● **RINCIAN LATIHAN**: Tuliskan kembali tanpa perubahan bagian teks tentang pemikiran Gandhi mulai dari "Mahatma Gandhi" sampai dengan "utama seluruh manusia.", kata-kata penutup itu ikut disalin.

● **KUTIPAN DOKUMEN**:
§
Catatan Filsafat

WEBSITE BERISI CATATAN DAN ANALISIS TENTANG FILSAFAT, ILMU, PENGETAHUAN, TEKNOLOGI, POLITIK, SOSIAL, BUDAYA, AGAMA, NILAI, DAN ETIKA
BY MUHAMMAD QATRUNNADA AHNAF
A.K.A. MQAHNAF

Full width home advertisement

Esai

Puisi

Post Page Advertisement [Top]


Mahatma Gandhi
            Terdapat dua kata kunci dari pemikiran Gandhi yaitu Ahimsa dan Satya. Kata kunci pertama adalah Ahimsa. Ahimsa atau Nir-kekerasan/anti-kekerasan, merupakan ajaran yang ditawarkan oleh Gandhi kepada pihak Barat, penjajah. Ajaran Ahimsa merujuk kepada kitab Manusmriti, bahwa seorang pengikut Ahimsa adalah seorang vegetarian dan tidak membunuh maupun melukai makhluk. Secara detail, Ahimsa adalah tugas utama dari setiap kasta Hindu, dengan kata lain, tugas utama seluruh manusia.
§
● **BAHAN SUMBER**:
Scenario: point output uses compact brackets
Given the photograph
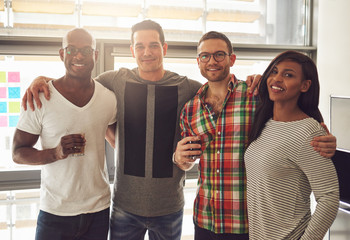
§
● **LATIHAN SELESAI**:
Mahatma Gandhi
            Terdapat dua kata kunci dari pemikiran Gandhi yaitu Ahimsa dan Satya. Kata kunci pertama adalah Ahimsa. Ahimsa atau Nir-kekerasan/anti-kekerasan, merupakan ajaran yang ditawarkan oleh Gandhi kepada pihak Barat, penjajah. Ajaran Ahimsa merujuk kepada kitab Manusmriti, bahwa seorang pengikut Ahimsa adalah seorang vegetarian dan tidak membunuh maupun melukai makhluk. Secara detail, Ahimsa adalah tugas utama dari setiap kasta Hindu, dengan kata lain, tugas utama seluruh manusia.